─── Dataset content ───

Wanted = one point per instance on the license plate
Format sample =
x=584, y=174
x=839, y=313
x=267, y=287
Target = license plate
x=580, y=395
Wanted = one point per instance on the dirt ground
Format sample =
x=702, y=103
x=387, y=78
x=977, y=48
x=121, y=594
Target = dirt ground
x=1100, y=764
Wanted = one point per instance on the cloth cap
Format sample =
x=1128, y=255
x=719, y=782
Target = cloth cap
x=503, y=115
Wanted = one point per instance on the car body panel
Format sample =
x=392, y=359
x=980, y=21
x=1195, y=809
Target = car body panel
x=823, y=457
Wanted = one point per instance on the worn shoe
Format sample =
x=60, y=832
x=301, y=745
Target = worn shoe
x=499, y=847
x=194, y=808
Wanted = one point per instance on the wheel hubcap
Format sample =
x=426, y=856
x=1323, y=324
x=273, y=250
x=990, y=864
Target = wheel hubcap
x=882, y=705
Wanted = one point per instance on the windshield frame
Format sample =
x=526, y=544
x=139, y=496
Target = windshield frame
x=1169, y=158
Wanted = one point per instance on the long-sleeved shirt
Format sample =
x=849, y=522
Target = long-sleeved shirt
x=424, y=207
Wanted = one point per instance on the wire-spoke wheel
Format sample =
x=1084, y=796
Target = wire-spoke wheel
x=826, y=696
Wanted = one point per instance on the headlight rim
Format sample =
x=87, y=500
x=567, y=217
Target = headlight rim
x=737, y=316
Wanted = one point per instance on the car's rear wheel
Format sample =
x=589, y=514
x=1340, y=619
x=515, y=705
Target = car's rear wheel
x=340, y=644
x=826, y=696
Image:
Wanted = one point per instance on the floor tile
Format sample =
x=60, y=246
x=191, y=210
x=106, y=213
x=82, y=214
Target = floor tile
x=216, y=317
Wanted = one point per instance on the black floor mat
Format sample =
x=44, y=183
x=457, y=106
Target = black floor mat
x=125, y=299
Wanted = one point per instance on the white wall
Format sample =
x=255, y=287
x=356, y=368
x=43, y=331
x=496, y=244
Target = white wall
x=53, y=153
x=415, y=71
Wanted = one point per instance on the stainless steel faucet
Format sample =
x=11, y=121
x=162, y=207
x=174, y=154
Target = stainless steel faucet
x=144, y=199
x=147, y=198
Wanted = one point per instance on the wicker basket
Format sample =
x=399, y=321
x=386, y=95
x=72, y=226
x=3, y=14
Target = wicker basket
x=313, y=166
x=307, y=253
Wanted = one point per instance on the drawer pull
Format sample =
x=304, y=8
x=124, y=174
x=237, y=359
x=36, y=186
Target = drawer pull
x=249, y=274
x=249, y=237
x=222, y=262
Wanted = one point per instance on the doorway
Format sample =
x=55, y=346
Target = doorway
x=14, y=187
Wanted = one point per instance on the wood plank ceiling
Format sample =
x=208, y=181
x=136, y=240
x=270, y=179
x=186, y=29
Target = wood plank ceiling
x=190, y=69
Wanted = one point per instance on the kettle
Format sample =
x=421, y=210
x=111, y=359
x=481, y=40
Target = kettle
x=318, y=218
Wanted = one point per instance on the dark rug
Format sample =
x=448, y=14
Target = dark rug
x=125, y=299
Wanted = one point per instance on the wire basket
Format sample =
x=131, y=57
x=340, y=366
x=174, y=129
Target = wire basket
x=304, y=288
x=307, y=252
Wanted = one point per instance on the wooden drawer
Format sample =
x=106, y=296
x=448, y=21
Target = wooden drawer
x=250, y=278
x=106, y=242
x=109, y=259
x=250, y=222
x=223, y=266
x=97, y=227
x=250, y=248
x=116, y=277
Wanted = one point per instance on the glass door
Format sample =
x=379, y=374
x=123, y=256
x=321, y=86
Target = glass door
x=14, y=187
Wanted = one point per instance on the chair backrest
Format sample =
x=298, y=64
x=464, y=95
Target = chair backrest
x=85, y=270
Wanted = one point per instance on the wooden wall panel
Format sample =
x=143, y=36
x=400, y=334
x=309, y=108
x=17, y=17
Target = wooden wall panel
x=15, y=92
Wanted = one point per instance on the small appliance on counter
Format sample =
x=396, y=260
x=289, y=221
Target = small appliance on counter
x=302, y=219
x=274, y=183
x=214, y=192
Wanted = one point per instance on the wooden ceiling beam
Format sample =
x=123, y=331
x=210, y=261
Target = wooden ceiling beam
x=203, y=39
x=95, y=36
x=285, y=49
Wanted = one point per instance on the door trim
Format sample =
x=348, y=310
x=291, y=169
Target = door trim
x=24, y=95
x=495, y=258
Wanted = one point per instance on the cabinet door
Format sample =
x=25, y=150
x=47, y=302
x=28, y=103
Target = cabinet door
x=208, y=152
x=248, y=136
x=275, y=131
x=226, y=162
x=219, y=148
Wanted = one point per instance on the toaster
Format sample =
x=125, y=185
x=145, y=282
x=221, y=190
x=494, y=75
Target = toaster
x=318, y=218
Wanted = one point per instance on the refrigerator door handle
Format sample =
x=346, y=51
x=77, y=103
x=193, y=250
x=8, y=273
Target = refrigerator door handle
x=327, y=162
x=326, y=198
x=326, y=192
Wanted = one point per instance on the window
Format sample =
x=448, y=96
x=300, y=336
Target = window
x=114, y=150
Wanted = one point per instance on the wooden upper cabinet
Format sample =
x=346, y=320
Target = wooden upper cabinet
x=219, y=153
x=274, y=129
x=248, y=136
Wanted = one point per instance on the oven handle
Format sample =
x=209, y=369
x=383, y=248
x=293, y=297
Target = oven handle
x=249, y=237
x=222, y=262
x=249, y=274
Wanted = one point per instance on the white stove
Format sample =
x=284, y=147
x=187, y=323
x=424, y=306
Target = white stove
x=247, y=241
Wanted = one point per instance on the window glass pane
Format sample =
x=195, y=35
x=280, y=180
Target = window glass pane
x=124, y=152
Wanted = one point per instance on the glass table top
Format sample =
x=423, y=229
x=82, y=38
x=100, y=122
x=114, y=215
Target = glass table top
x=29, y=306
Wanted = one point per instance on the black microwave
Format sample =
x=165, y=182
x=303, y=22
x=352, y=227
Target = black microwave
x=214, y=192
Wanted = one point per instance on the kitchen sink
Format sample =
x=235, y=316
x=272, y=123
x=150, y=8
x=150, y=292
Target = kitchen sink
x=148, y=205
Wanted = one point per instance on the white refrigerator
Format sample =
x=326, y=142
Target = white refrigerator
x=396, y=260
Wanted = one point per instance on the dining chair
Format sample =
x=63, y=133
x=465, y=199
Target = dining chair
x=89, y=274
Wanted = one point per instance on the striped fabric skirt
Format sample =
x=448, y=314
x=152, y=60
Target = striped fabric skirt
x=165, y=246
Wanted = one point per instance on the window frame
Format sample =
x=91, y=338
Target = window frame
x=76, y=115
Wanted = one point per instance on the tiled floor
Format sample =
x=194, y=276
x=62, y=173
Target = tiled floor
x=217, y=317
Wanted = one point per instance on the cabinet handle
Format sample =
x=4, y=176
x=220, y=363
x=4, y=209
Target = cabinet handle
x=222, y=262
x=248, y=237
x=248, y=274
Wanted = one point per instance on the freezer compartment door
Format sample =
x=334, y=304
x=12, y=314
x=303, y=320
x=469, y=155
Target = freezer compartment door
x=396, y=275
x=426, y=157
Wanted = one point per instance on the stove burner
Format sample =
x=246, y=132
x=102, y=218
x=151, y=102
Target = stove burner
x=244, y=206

───

▶ **Description of the task**:
Give the records above again, word for word.

▶ **Written response**:
Wanted = one point per instance on the license plate
Format sample =
x=584, y=174
x=839, y=313
x=267, y=287
Target = license plate
x=580, y=395
Wanted = one point per instance on the dirt ground
Format sample =
x=702, y=103
x=387, y=78
x=977, y=48
x=121, y=594
Target = dirt ground
x=1100, y=764
Wanted = one point per instance on the cloth cap
Format sample =
x=1128, y=255
x=719, y=782
Target = cloth cap
x=503, y=115
Wanted = one point per instance on the car body panel
Format sample =
x=392, y=359
x=980, y=21
x=1195, y=809
Target = car body panel
x=823, y=457
Wanted = one point per instance on the worn shoe
Format sample =
x=60, y=832
x=301, y=745
Target = worn shoe
x=499, y=847
x=194, y=808
Wanted = one point per instance on the wheel hubcap
Format sample =
x=426, y=856
x=1323, y=324
x=273, y=250
x=990, y=864
Target = wheel hubcap
x=882, y=705
Wanted = one point per instance on the windshield frame
Format sample =
x=526, y=544
x=139, y=496
Target = windshield frame
x=1169, y=158
Wanted = one point per instance on the long-sleeved shirt
Format sample =
x=849, y=522
Target = long-sleeved shirt
x=424, y=207
Wanted = one point per instance on the wire-spoke wheel
Format sample =
x=1084, y=796
Target = wire-spoke wheel
x=826, y=696
Wanted = one point per instance on the headlight rim
Format sample =
x=87, y=500
x=567, y=217
Target = headlight rim
x=737, y=316
Wanted = one point per instance on the car's rear wheel
Format sample =
x=589, y=514
x=1340, y=619
x=515, y=705
Target = car's rear wheel
x=340, y=644
x=826, y=696
Image:
Wanted = one point per instance on the floor tile
Format sample =
x=60, y=246
x=191, y=210
x=106, y=213
x=82, y=214
Target = floor tile
x=216, y=317
Wanted = one point per instance on the black floor mat
Format sample =
x=44, y=183
x=457, y=106
Target = black floor mat
x=125, y=299
Wanted = one point per instance on the white wall
Format sample =
x=255, y=287
x=356, y=368
x=43, y=331
x=496, y=244
Target = white wall
x=53, y=153
x=415, y=71
Wanted = one point per instance on the stainless steel faucet
Format sample =
x=11, y=121
x=162, y=207
x=174, y=154
Target = stainless steel faucet
x=144, y=199
x=147, y=198
Wanted = one point per instance on the wicker basket
Format sample =
x=399, y=321
x=386, y=95
x=72, y=226
x=3, y=14
Target = wicker basket
x=313, y=166
x=307, y=253
Wanted = one point per instance on the drawer pull
Format sample =
x=304, y=8
x=124, y=174
x=237, y=359
x=36, y=186
Target = drawer pull
x=249, y=274
x=249, y=237
x=222, y=262
Wanted = one point per instance on the doorway
Format sample =
x=55, y=346
Target = doorway
x=14, y=187
Wanted = one point per instance on the wood plank ceiling
Format sample =
x=208, y=181
x=136, y=240
x=270, y=179
x=186, y=29
Target = wood plank ceiling
x=190, y=69
Wanted = one point per instance on the kettle
Format sample =
x=421, y=210
x=111, y=359
x=481, y=40
Target = kettle
x=318, y=218
Wanted = one point per instance on the dark rug
Format sample =
x=448, y=14
Target = dark rug
x=125, y=299
Wanted = one point per instance on the wire basket
Format sample =
x=131, y=57
x=340, y=366
x=174, y=129
Target = wire basket
x=304, y=288
x=307, y=252
Wanted = one point per instance on the wooden drawer
Format sample =
x=106, y=296
x=448, y=21
Target = wooden drawer
x=250, y=278
x=106, y=242
x=109, y=259
x=250, y=222
x=223, y=266
x=97, y=227
x=250, y=248
x=116, y=277
Wanted = one point per instance on the glass door
Format sample =
x=379, y=374
x=123, y=256
x=321, y=86
Target = glass door
x=14, y=187
Wanted = one point per instance on the chair backrest
Format sample =
x=298, y=64
x=464, y=95
Target = chair backrest
x=85, y=270
Wanted = one point per instance on the wooden wall panel
Format sample =
x=143, y=36
x=400, y=334
x=309, y=108
x=17, y=17
Target = wooden wall panel
x=15, y=92
Wanted = one point per instance on the small appliance on counter
Format sample =
x=396, y=260
x=289, y=221
Target = small appliance on counter
x=302, y=219
x=274, y=183
x=214, y=192
Wanted = one point per instance on the wooden ceiling beam
Format sample =
x=123, y=331
x=210, y=261
Target = wooden ceiling beam
x=203, y=39
x=95, y=36
x=285, y=49
Wanted = one point per instance on the door trim
Format sample =
x=348, y=310
x=291, y=169
Target = door trim
x=24, y=95
x=495, y=258
Wanted = one point per instance on the cabinet door
Format sample =
x=25, y=150
x=47, y=302
x=28, y=103
Target = cabinet door
x=208, y=152
x=248, y=136
x=275, y=131
x=226, y=162
x=219, y=148
Wanted = one point per instance on the toaster
Format sample =
x=125, y=185
x=145, y=282
x=221, y=190
x=494, y=75
Target = toaster
x=318, y=218
Wanted = one point per instance on the refrigerator door handle
Format sample =
x=346, y=51
x=77, y=103
x=193, y=250
x=8, y=273
Target = refrigerator door handle
x=327, y=162
x=326, y=198
x=326, y=192
Wanted = one point per instance on the window
Format sample =
x=448, y=96
x=300, y=336
Target = window
x=114, y=150
Wanted = one point per instance on the wooden upper cabinet
Format sample =
x=346, y=320
Target = wooden upper cabinet
x=219, y=153
x=274, y=129
x=248, y=136
Wanted = one point per instance on the oven handle
Format sample =
x=209, y=369
x=383, y=248
x=293, y=297
Target = oven handle
x=249, y=237
x=222, y=262
x=249, y=274
Wanted = one point per instance on the white stove
Format sample =
x=284, y=147
x=187, y=323
x=424, y=306
Target = white stove
x=247, y=241
Wanted = one point per instance on the window glass pane
Format sample =
x=195, y=35
x=280, y=180
Target = window glass pane
x=124, y=152
Wanted = one point per instance on the glass table top
Format sample =
x=423, y=229
x=82, y=38
x=100, y=122
x=114, y=215
Target = glass table top
x=29, y=306
Wanted = one point per instance on the black microwave
Format sample =
x=165, y=182
x=303, y=22
x=352, y=227
Target = black microwave
x=214, y=192
Wanted = one point per instance on the kitchen sink
Format sample =
x=235, y=316
x=272, y=123
x=150, y=8
x=150, y=292
Target = kitchen sink
x=148, y=205
Wanted = one point per instance on the white refrigerator
Format sample =
x=326, y=142
Target = white refrigerator
x=396, y=260
Wanted = one point per instance on the dining chair
Format sample =
x=63, y=133
x=465, y=199
Target = dining chair
x=89, y=274
Wanted = one point per instance on the striped fabric skirt
Format sample =
x=448, y=314
x=152, y=60
Target = striped fabric skirt
x=165, y=246
Wanted = one point per instance on the window frame
Format sample =
x=91, y=338
Target = window frame
x=76, y=115
Wanted = one point per instance on the tiled floor
Format sample =
x=194, y=276
x=62, y=173
Target = tiled floor
x=217, y=317
Wanted = one point per instance on the cabinet handle
Format sample =
x=4, y=176
x=220, y=363
x=4, y=209
Target = cabinet handle
x=222, y=262
x=248, y=237
x=248, y=274
Wanted = one point per instance on the freezer compartment door
Format sample =
x=334, y=304
x=12, y=314
x=303, y=320
x=469, y=155
Target = freezer compartment door
x=396, y=275
x=426, y=157
Wanted = one point per instance on the stove burner
Format sample =
x=246, y=132
x=102, y=218
x=151, y=102
Target = stove burner
x=244, y=206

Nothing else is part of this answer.